Compute: Space Management¶
storageN
The use of
storageN
within these documents indicates that any storage platform can be used.- Current available storage platforms:
storage1
storage2
Compute Data Transfer Policy¶
Supported methods to transfer data into and out of the Scientific Compute Platform are:
Submitting a job using a data transfer tool (e.g.
rsync
,wget
,curl
,scp
)Please do not use these data transfer tools directly on the compute1 client nodes. This type of activity can slow down the client node and negatively affect all users connected to the client nodes.
If you require assistance submitting jobs using these tools, please open a ticket at our Service Desk.
Storage Platform Integration Points¶
In addition to the Storage Platform SMB Interface to a given Allocation, the Compute Service reveals another three interfaces to the Storage Service. This brings the total number of different types of locations where RIS Storage Space can be consumed to four:
Storage Platform Allocations
Storage Platform Allocations’ Caches
Home directories in the Compute Platform
Scratch space directories in the Compute Platform
Each of these types of locations have different methods and policies for managing and inspecting usage. This helps balance the availability of space and performance with the capabilities of the resources that provide them.
Checking Storage Usage¶
Storage Platform Allocations¶
An accurate report of a Storage Platform Allocation’s space consumption can only be obtained through the Storage Platform SMB Interface. This is a known limitation of the Storage Platform.
SMB Inteface¶
The easiest way to do this is to mount the allocation to your desktop, right-click the mounted folder, and select the appropriate menu option for more information.
Alternatively, maximum and available space can be obtained with smbclient
:
$ smbclient -A .smb_creds -k //storageN.ris.wustl.edu/ris -c du
137438953472 blocks of size 1024. 135136394752 blocks available
Total number of bytes: 14619
The “blocks of size 1024” figure is the limit of how much total space can be consumed, and the “blocks available” figure is how much of that limit is not consumed. 2
These values can be converted to TiB 1
$ bc -q
scale=2
137438953472/1024^3
128.00
135136394752/1024^3
125.85
Or subtracted from each other to equate space used:
(137438953472-135136394752)/1024^3
2.14
Telling us that this Allocation is using 2.14 TiB out of a 128 TiB limit.
Cache Interface (Storage1)¶
The cache interface can be measured more simply using a shell on a Compute Platform execution node or condo:
$ df -Ph /storage1/fs1/ris
Filesystem Size Used Avail Use% Mounted on
cache2-fs1 128T 3.3T 125T 3% /storage1/fs1
Notice that this usage is over a TiB more than what SMB reported! That’s because it is a different location. Rewriting the same 1 TiB file with different data three times would consume 3 TiB on the cache, but ultimately only use 1 TiB on the Storage Service Allocation, where the data gets flushed for “permanent” storage.

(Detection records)
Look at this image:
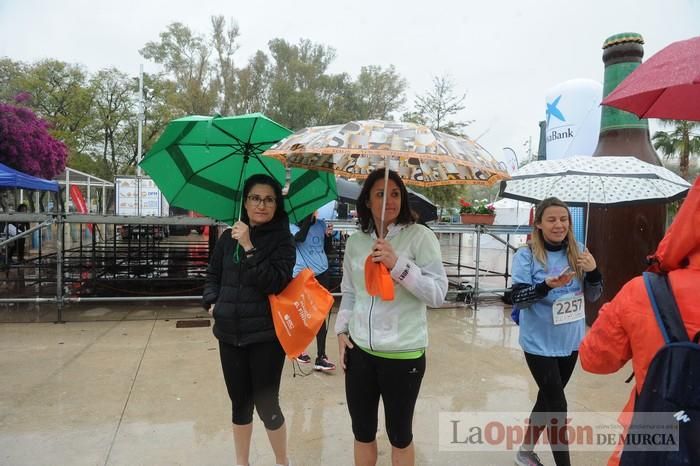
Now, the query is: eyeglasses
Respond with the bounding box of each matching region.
[248,194,277,207]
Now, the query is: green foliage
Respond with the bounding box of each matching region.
[404,76,473,136]
[651,120,700,179]
[139,23,219,115]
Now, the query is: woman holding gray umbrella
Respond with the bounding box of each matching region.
[202,174,296,466]
[512,197,603,466]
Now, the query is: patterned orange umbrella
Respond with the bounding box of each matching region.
[264,120,509,186]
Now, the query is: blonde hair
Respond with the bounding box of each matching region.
[530,197,583,280]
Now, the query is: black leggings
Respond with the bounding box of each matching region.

* **WHAT NEEDS TO BE DONE**
According to the space management page, through which interface alone can an accurate report of a Storage Platform Allocation's space consumption be obtained?

* **CORRECT ANSWER**
The Storage Platform SMB Interface.